Source data
● ● ● ● ●
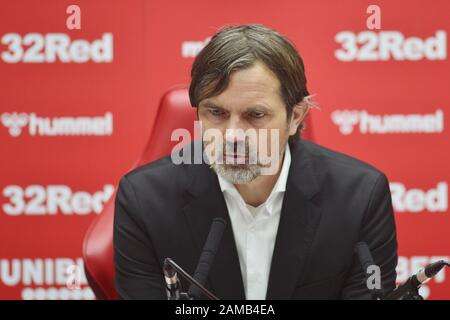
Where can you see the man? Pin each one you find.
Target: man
(291, 232)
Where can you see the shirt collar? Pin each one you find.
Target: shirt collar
(280, 185)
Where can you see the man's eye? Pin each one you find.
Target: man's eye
(257, 114)
(216, 112)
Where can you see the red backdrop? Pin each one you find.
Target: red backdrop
(77, 106)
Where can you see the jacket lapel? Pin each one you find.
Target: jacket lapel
(207, 203)
(299, 219)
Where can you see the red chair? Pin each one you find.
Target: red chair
(174, 112)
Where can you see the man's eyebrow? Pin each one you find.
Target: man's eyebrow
(256, 107)
(209, 104)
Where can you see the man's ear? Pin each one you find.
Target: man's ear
(299, 113)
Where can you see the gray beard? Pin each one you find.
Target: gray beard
(237, 174)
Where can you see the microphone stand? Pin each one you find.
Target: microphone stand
(191, 280)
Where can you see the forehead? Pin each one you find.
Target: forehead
(257, 84)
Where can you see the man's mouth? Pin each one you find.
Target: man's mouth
(233, 158)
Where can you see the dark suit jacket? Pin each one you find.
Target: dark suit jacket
(331, 202)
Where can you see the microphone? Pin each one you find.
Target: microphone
(173, 285)
(410, 287)
(365, 258)
(207, 257)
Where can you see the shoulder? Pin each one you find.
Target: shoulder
(334, 168)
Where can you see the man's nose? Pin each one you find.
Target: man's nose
(235, 132)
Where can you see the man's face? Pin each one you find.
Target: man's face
(252, 101)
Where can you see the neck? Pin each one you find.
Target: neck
(257, 191)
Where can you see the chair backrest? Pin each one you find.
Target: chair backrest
(174, 112)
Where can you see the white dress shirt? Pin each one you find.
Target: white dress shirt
(255, 231)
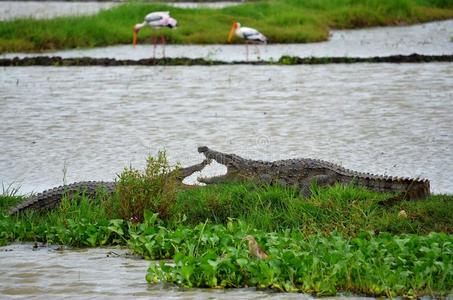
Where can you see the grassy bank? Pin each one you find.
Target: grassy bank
(341, 239)
(284, 21)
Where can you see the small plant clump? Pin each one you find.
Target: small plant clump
(154, 188)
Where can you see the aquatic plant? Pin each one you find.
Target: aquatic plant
(216, 256)
(154, 188)
(287, 21)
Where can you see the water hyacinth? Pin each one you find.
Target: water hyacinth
(216, 256)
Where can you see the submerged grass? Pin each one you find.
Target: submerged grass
(338, 240)
(283, 21)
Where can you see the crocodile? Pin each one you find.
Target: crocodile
(50, 198)
(299, 173)
(303, 172)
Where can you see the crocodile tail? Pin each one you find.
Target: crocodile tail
(52, 197)
(408, 188)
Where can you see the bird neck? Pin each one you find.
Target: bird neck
(140, 26)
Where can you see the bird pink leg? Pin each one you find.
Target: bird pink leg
(247, 50)
(258, 51)
(162, 38)
(154, 41)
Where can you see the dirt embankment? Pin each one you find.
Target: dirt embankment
(284, 60)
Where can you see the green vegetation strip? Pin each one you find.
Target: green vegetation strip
(282, 21)
(56, 61)
(340, 240)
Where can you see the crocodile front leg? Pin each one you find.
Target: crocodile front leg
(320, 180)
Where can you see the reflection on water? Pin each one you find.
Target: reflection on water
(383, 118)
(98, 273)
(429, 39)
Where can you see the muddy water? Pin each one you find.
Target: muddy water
(88, 123)
(98, 273)
(50, 9)
(429, 39)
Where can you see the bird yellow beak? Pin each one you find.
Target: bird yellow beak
(134, 38)
(230, 35)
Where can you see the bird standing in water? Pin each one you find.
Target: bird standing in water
(250, 35)
(155, 20)
(254, 248)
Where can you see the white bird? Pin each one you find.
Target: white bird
(155, 20)
(250, 35)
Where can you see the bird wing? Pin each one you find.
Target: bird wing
(252, 34)
(156, 16)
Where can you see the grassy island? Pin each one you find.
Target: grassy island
(282, 21)
(339, 240)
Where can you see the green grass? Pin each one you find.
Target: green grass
(347, 210)
(284, 21)
(340, 240)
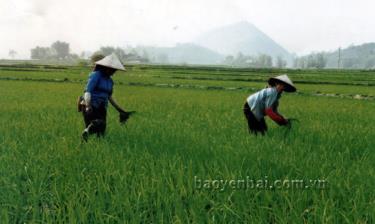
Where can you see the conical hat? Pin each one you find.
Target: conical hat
(289, 86)
(111, 61)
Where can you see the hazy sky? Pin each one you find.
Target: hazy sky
(300, 26)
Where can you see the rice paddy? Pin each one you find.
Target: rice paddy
(186, 156)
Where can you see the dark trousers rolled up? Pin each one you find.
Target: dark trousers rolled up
(255, 126)
(95, 120)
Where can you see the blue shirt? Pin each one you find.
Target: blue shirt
(100, 87)
(265, 98)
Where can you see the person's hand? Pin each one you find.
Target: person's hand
(288, 123)
(88, 109)
(124, 116)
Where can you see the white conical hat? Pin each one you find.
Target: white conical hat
(111, 61)
(289, 87)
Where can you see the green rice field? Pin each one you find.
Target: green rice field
(186, 155)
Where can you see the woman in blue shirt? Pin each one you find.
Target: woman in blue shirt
(265, 103)
(98, 92)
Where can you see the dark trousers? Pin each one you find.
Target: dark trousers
(95, 120)
(255, 126)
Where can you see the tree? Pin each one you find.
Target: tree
(41, 53)
(263, 61)
(280, 62)
(12, 53)
(96, 57)
(60, 50)
(107, 50)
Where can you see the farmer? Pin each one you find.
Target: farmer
(265, 102)
(97, 93)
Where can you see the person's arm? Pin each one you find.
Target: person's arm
(115, 105)
(91, 83)
(280, 120)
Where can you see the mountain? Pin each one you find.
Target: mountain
(188, 53)
(242, 37)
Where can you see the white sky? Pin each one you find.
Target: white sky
(301, 26)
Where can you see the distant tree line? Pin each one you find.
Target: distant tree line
(259, 61)
(131, 57)
(315, 60)
(58, 50)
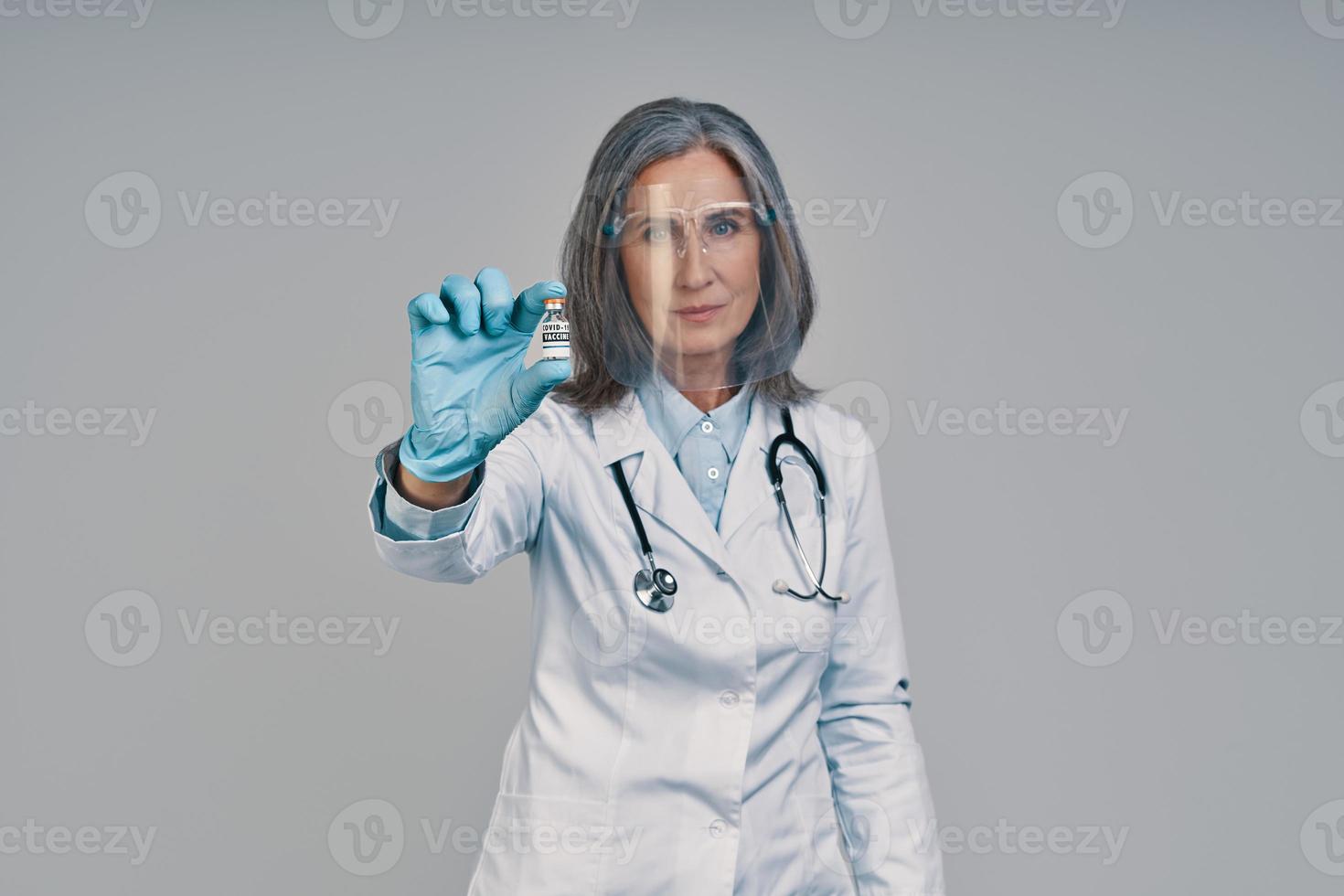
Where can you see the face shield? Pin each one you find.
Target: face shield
(705, 288)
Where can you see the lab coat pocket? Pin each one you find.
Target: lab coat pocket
(543, 845)
(827, 867)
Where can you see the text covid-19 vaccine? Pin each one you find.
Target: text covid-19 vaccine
(555, 331)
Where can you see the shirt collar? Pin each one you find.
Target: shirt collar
(672, 415)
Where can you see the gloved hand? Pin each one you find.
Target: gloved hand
(468, 383)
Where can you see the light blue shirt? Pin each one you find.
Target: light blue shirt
(703, 445)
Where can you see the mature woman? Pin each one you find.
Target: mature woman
(720, 690)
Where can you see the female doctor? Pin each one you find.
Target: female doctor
(718, 701)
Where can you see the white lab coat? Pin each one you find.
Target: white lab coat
(703, 752)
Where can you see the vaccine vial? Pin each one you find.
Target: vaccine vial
(555, 331)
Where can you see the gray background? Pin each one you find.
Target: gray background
(243, 498)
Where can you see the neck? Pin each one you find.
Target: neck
(702, 387)
(709, 400)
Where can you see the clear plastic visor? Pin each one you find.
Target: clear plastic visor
(706, 294)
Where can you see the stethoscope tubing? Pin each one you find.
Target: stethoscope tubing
(655, 587)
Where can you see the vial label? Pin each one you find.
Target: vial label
(555, 340)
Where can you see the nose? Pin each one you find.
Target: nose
(694, 269)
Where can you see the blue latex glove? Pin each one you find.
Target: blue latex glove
(468, 383)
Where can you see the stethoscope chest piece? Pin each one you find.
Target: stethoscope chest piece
(655, 590)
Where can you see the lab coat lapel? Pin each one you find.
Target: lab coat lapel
(748, 481)
(656, 484)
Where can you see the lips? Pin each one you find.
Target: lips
(698, 314)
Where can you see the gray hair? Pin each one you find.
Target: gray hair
(601, 317)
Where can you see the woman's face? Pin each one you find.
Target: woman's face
(664, 283)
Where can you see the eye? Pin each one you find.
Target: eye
(723, 225)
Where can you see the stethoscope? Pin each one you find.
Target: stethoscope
(655, 586)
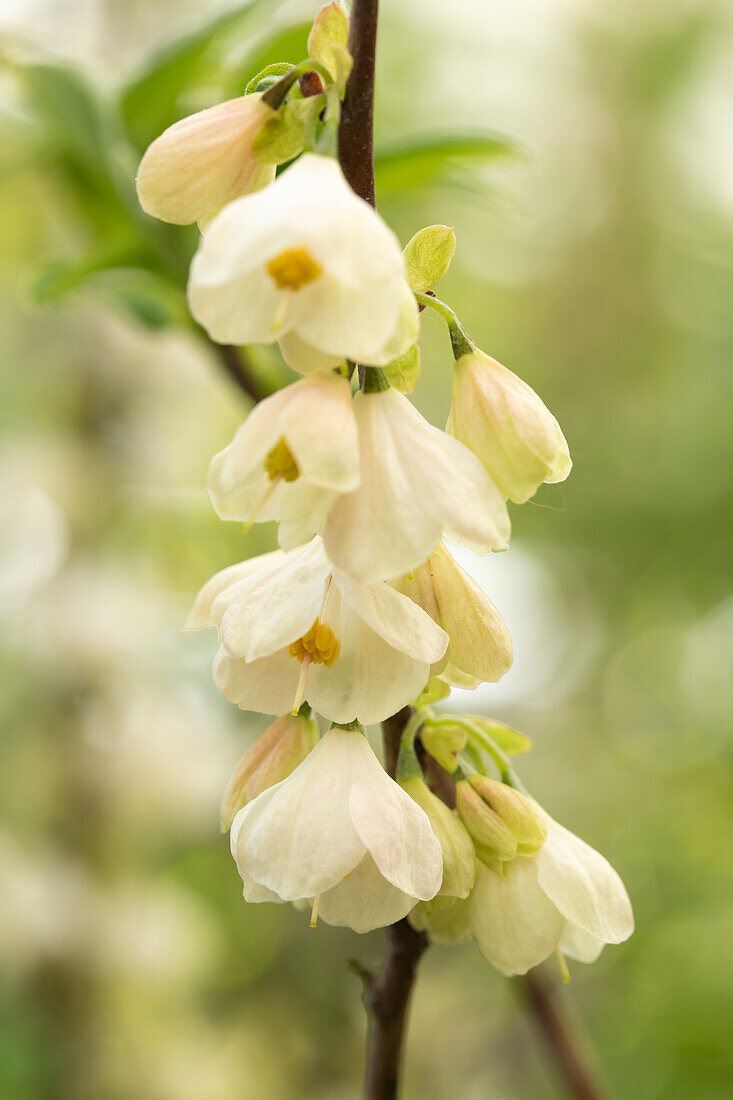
● ● ● ● ●
Give back the full data exactly as it reads, but drop the pictures.

Where can you see the man? Pin each one you find.
Target: man
(291, 232)
Where can you see the shirt collar? Pin each one you find.
Target: shirt collar
(280, 185)
Where can you see the man's eye? Pin each one you find.
Target: man's eye
(257, 114)
(216, 112)
Where can you see the red backdrop? Pin each one you find.
Target: red backdrop
(77, 106)
Where can you see the jacket lapel? Pin each one you find.
Target: jacket lapel
(207, 203)
(299, 219)
Where can you see the red chair? Pin each one you find.
Target: red chair
(174, 112)
Where can you see the man's eyebrow? Pin each one you find.
Target: man's eyebrow
(256, 107)
(209, 104)
Where can you see the man's ear? Pin each one you find.
Target: man's ear
(299, 113)
Where can you see the gray beard? Pin each one you find.
Target: gray beard
(237, 174)
Where can you see the microphone stand? Pin each one you find.
Target: microphone stand
(191, 280)
Where can you see the forehead? Pin each one you find.
Target: forehead
(257, 84)
Where can you see the man's mouth? Pin each one you find.
Target: man's mouth
(233, 158)
Where can you see the dark suit jacket? Pin each one you find.
Target: dark suit jacket
(331, 202)
Where can you see the microphone? Pin each one you find.
Target: microphone
(173, 285)
(410, 287)
(365, 258)
(207, 257)
Where can you see the shoulder? Pin each one you find.
Target: shoulder
(334, 168)
Where can you see the man's nose? Pin each one you find.
Target: man's nose
(235, 132)
Where can you see the man's face? Pin each one you find.
Target: man's face
(252, 101)
Where can you see the neck? Pin each one you find.
Target: neck
(257, 191)
Where can you see the chair backrest? Pin each one you find.
Target: chair backrest
(174, 112)
Where can you see the white dress shirt? Pin each one you find.
Target: white dress shirt
(255, 231)
Where can you see the grassy bank? Pin each one you find.
Target: grassy bank
(341, 239)
(284, 21)
Where can you see the small plant clump? Pin each one you find.
Target: small plant clump
(154, 188)
Where can you see the aquatic plant? Pin each one you find.
Target: aquatic plant
(216, 256)
(154, 188)
(287, 21)
Where can you see the water hyacinth? Pin each one you find.
Target: water hyacinth
(216, 256)
Where can you see the submerged grass? Pin each one you find.
Target: submerged grass
(338, 240)
(283, 21)
Where can you see the crocodile? Pin each one you find.
Target: crocodile
(50, 198)
(299, 173)
(303, 172)
Where can you see the crocodile tail? Pin each one you find.
Target: crocodile tail
(52, 197)
(408, 188)
Where can you see the bird neck? Pin each one you find.
Target: bird neck
(140, 26)
Where can you see the bird pink leg? Pin each one you find.
Target: bird pink leg
(247, 50)
(258, 51)
(162, 38)
(154, 41)
Where can you see the dirt embankment? Pin each one you find.
Target: dirt embankment
(284, 60)
Where can you see the green vegetation strip? Pin each one you find.
Target: green vegetation strip
(282, 21)
(56, 61)
(340, 240)
Where can you see the crocodile front leg? Pin each one you find.
Target: crocodile front leg
(320, 180)
Where can you see the reflection on water? Pin each one you find.
Target: reflection on water
(383, 118)
(98, 273)
(429, 39)
Where can you see the muddy water? Pin each one you find.
Target: muddy water
(88, 123)
(98, 273)
(50, 9)
(429, 39)
Where can you see the bird yellow beak? Pin each one you find.
Target: bird yellow beak
(134, 38)
(230, 35)
Where can you see the bird standing in water? Pin each one you find.
Target: bird standing in water
(250, 35)
(155, 20)
(254, 248)
Where can you see the white bird? Pin each one you find.
Target: white bird
(155, 20)
(250, 35)
Where can you see the bird wing? Pin each one you find.
Target: bird wing
(252, 34)
(156, 16)
Where can you see the grassy island? Pin each one you find.
Target: grassy island
(282, 21)
(339, 240)
Where can you see the green grass? Pin each one you find.
Target: green grass
(347, 210)
(284, 21)
(340, 240)
Where can you see the conical hat? Pin each one you find.
Target: conical hat
(289, 86)
(111, 61)
Where can you see the hazy sky? Pin each one you find.
Target: hazy sky
(300, 26)
Where can you see the rice paddy? Pin each one you find.
Target: rice paddy
(186, 156)
Where can you see the dark trousers rolled up? Pin each one you find.
Target: dark trousers rolled up
(255, 126)
(95, 120)
Where can you see the blue shirt? Pin each one you find.
Target: blue shirt
(100, 87)
(265, 98)
Where can you see the person's hand? Pin each one you find.
Target: person's hand
(288, 123)
(88, 109)
(124, 116)
Where can you see the white conical hat? Pin each one you find.
Target: white conical hat
(111, 61)
(289, 87)
Where can you see the green rice field? Pin each one you find.
Target: green rice field
(186, 155)
Where can you see the woman in blue shirt? Pin each one you find.
Target: woman in blue shirt
(265, 103)
(98, 92)
Where can you see the dark trousers? Pin each one you find.
Target: dark trousers
(95, 120)
(255, 126)
Where can you see the tree? Pin each one you find.
Target: tree
(41, 53)
(263, 61)
(280, 62)
(12, 53)
(96, 57)
(60, 50)
(107, 50)
Where can you see the farmer? Pin each one you find.
Target: farmer
(265, 102)
(97, 93)
Where can you see the person's arm? Pin each one you find.
Target: person's arm
(115, 105)
(91, 83)
(280, 120)
Where can you see the mountain? Pin each one you find.
Target: mountain
(188, 53)
(242, 37)
Where can you see the white sky? Pin each one you find.
Target: white sky
(301, 26)
Where can you see the distant tree line? Pin each one you find.
Target: distant tree line
(259, 61)
(131, 57)
(315, 60)
(58, 50)
Where can you see the face shield? Pin each one you find.
Target: face shield
(705, 288)
Where can you see the lab coat pocket? Pin each one you find.
Target: lab coat pocket
(543, 845)
(827, 867)
Where can you see the text covid-19 vaccine? Pin each one you find.
Target: text covid-19 vaccine
(555, 331)
Where can you see the shirt collar? Pin each one you find.
Target: shirt collar
(672, 415)
Where can you see the gloved hand? Pin each one you find.
Target: gloved hand
(468, 383)
Where can you see the light blue shirt? Pin each one you find.
Target: light blue shirt
(703, 445)
Where can you see the mature woman? Pin each one you find.
Target: mature woman
(720, 690)
Where can you see the female doctor? Pin each one you find.
Target: female doctor
(718, 701)
Where can you see the white lab coat? Pin each one you find.
Target: white lab coat
(703, 752)
Where can you see the vaccine vial? Pin each one you find.
Target: vaccine vial
(555, 331)
Where can you see the gray background? Pin each one you find.
Target: gray background
(243, 498)
Where can you see the neck? Pin each one you find.
Target: neck
(702, 387)
(709, 400)
Where can you see the clear plastic visor? Pin each one you find.
Target: clear plastic visor
(706, 294)
Where can you see the stethoscope tubing? Pin each one you find.
Target: stethoscope tubing
(655, 587)
Where can you see the vial label? Pin each one you find.
Target: vial label
(555, 340)
Where can you see the nose? Pin each one you find.
Target: nose
(694, 269)
Where can you see the blue latex glove? Pin each one you find.
Target: blue latex glove
(468, 383)
Where can you see the stethoscope chest piece? Pin each one you find.
Target: stethoscope chest piece
(655, 590)
Where can you see the lab coat lapel? Pin each one you find.
Target: lab coat lapel
(748, 481)
(656, 484)
Where can you see the lips? Pin each one you find.
Target: lips
(698, 314)
Where can you see the gray hair? Pin each one you find.
Target: gray hair
(601, 317)
Where can you see the woman's face? Pin each one you find.
Target: woman's face
(664, 283)
Where can you see the eye? Pin each one you find.
Target: eye
(723, 225)
Where can you see the stethoscope? Pin each one you find.
Target: stethoscope
(655, 586)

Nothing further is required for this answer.